Lorsque le voleur était surpris avec la chose volée, avant qu’il l’eût portée dans le lieu où il avait résolu de la cacher, cela était appelé chez les Romains un vol manifeste ; quand le voleur n’était découvert qu’après, c’était un vol non manifeste.
La loi des Douze Tables ordonnait que le voleur manifeste fût battu de verges, et réduit en servitude s’il était pubère ; ou seulement battu de verges s’il était impubère : elle ne condamnait le voleur non manifeste qu’au payement du double de la chose volée.
Lorsque la loi Porcia eut aboli l’usage de battre de verges les citoyens, et de les réduire en servitude, le voleur manifeste fut condamné au quadruple 1 ; et on continua à punir du double le voleur non manifeste.
Il paraît bizarre que ces lois missent une telle différence dans la qualité de ces deux crimes, et dans la peine qu’elles infligeaient : en effet, que le voleur fût surpris avant ou après avoir porté le vol dans le lieu de sa destination, c’était une circonstance qui ne changeait point la nature du crime 2 . Je ne saurais douter que toute la théorie des lois romaines sur le vol ne fût tirée des institutions lacédémoniennes 3 . Lycurgue, dans la vue de donner à ses citoyens de l’adresse, de la ruse, et de l’activité, voulut qu’on exerçât les enfants au larcin, et qu’on fouettât rudement ceux qui s’y laisseraient surprendre : cela établit chez les Grecs, et ensuite chez les Romains, une grande différence entre le vol manifeste et le vol non manifeste 4 .

*OBJECTIFS:*
[1] Relevez toutes les peines que l'extrait sur le vol chez les Romains mentionne contre les voleurs, enfants compris.
[2] Poursuivez l'extrait sur le vol chez les Romains après sa dernière phrase.
Les données ne sont pas nécessaires.

(Liste des données)
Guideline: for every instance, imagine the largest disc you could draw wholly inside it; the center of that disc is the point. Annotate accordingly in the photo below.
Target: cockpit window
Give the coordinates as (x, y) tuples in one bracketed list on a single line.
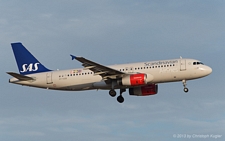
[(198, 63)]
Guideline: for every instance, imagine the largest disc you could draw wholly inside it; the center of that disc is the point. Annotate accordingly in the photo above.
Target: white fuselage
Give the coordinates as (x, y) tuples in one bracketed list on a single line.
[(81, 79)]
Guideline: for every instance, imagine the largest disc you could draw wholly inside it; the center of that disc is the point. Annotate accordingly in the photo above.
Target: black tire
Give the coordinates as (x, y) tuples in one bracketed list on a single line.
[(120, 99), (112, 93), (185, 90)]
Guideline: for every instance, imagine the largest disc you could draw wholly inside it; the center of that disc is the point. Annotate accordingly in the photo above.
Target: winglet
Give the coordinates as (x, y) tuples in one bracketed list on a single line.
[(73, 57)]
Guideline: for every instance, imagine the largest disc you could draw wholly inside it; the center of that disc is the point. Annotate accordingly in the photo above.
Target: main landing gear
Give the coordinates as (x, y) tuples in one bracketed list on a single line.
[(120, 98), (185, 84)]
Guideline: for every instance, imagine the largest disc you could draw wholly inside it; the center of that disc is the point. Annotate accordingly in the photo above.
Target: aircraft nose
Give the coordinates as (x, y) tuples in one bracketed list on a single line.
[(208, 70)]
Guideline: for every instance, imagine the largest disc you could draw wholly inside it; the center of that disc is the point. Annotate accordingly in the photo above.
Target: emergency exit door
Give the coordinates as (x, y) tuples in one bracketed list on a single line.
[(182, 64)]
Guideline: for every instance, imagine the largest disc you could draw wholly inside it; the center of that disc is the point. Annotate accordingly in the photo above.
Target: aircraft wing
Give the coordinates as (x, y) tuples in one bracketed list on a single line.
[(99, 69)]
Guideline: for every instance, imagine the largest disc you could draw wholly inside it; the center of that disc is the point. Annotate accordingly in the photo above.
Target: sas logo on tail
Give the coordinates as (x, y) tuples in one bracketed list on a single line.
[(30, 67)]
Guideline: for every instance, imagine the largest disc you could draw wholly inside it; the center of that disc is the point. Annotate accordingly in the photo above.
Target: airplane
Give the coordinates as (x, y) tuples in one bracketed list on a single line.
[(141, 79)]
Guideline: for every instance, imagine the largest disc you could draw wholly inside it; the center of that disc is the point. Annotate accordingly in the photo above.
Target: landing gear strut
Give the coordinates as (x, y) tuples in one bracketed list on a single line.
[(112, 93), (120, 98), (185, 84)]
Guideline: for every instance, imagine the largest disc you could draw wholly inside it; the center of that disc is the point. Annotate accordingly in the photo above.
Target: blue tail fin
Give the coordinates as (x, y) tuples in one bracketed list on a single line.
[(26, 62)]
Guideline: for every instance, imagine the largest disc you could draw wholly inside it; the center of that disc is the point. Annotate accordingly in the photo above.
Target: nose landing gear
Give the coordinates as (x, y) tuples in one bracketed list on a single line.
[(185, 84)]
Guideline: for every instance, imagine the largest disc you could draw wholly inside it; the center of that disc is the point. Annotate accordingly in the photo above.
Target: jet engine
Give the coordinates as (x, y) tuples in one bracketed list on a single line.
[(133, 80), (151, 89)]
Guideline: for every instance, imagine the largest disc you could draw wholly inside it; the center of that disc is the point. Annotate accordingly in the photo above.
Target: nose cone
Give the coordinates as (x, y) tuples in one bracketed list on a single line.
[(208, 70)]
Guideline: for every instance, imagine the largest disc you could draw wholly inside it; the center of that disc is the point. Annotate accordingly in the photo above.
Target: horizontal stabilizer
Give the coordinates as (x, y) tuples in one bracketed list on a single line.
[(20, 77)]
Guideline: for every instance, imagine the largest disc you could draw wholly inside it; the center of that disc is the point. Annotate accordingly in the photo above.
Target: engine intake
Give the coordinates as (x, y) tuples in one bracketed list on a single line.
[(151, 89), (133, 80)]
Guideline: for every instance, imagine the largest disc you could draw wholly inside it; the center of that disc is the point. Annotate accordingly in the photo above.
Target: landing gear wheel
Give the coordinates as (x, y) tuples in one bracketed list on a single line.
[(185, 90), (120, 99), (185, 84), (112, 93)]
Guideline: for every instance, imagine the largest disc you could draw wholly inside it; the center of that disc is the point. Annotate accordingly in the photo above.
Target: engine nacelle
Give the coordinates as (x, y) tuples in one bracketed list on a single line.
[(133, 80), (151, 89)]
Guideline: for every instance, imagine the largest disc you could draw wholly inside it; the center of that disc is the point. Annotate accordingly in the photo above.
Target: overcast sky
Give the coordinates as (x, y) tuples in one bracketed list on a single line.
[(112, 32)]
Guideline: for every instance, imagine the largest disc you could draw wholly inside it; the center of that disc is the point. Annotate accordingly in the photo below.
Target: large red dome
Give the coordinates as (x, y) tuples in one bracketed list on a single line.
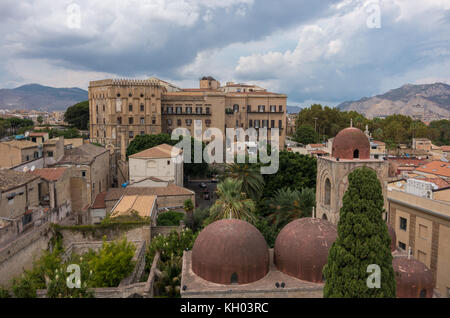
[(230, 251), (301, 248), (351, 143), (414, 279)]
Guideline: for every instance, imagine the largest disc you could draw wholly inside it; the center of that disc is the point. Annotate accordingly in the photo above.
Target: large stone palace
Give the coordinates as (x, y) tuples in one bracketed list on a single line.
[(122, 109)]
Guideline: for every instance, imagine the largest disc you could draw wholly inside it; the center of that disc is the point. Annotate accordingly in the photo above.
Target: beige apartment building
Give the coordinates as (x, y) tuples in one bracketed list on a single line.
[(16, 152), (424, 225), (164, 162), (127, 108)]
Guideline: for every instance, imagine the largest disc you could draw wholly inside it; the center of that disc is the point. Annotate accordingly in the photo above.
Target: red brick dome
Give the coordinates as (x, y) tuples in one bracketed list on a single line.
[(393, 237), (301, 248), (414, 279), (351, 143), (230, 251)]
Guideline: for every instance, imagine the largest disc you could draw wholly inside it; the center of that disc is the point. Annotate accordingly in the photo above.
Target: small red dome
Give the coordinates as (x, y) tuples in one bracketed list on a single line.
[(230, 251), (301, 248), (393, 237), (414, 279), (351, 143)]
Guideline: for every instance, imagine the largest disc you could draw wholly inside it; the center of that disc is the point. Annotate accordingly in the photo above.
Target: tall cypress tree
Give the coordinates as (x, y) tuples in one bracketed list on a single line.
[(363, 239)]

*RÉPONSES RÉDIGÉES:*
[1]
- Être battu de verges
- Être réduit en servitude
- Payer le double de la chose volée
- Être condamné au quadruple
- Être rudement fouetté, pour les enfants surpris à voler chez les Lacédémoniens

[2]
Chez les Romains, l’esclave qui avait volé était précipité de la roche Tarpéienne. Là il n’était point question des institutions lacédémoniennes ; les lois de Lycurgue sur le vol n’avaient point été faites pour les esclaves ; c’était les suivre que de s’en écarter en ce point.
A Rome, lorsque un impubère avait été surpris dans le vol, le préteur le faisait battre de verges à sa volonté, comme on faisait à Lacédémone. Tout ceci venait de plus loin. Les Lacédémoniens avaient tiré ces usages des Crétois ; et Platon 5 , qui veut prouver que les institutions des Crétois étaient faites pour la guerre, cite celle-ci : « la faculté de supporter la douleur dans les combats particuliers, et dans les larcins qui obligent de se cacher 6 ».
Comme les lois civiles dépendent des lois politiques, parce que c’est toujours pour une société qu’elles sont faites 7 ; il serait bon que, quand on veut porter une loi civile d’une nation chez une autre, on examinât auparavant si elles ont toutes les deux les mêmes institutions et le même droit politique.
Ainsi, lorsque les lois sur le vol passèrent des Crétois aux Lacédémoniens, comme elles y passèrent avec le gouvernement et la constitution même, ces lois furent aussi sensées chez un de ces peuples qu’elles l’étaient chez l’autre. Mais, lorsque de Lacédémone elles furent portées à Rome 8 , comme elles n’y trouvèrent pas la même constitution, elles y furent toujours étrangères, et n’eurent aucune liaison avec les autres lois civiles des Romains.
a A. B. Elles ont été faites.
1 Voyez ce que dit Favorinus sur Aulugelle, liv. XX, ch. I. (M.)
2 Non, mais cela changeait la force de la preuve.
3 C’est une opinion qui n’est pas reçue aujourd’hui.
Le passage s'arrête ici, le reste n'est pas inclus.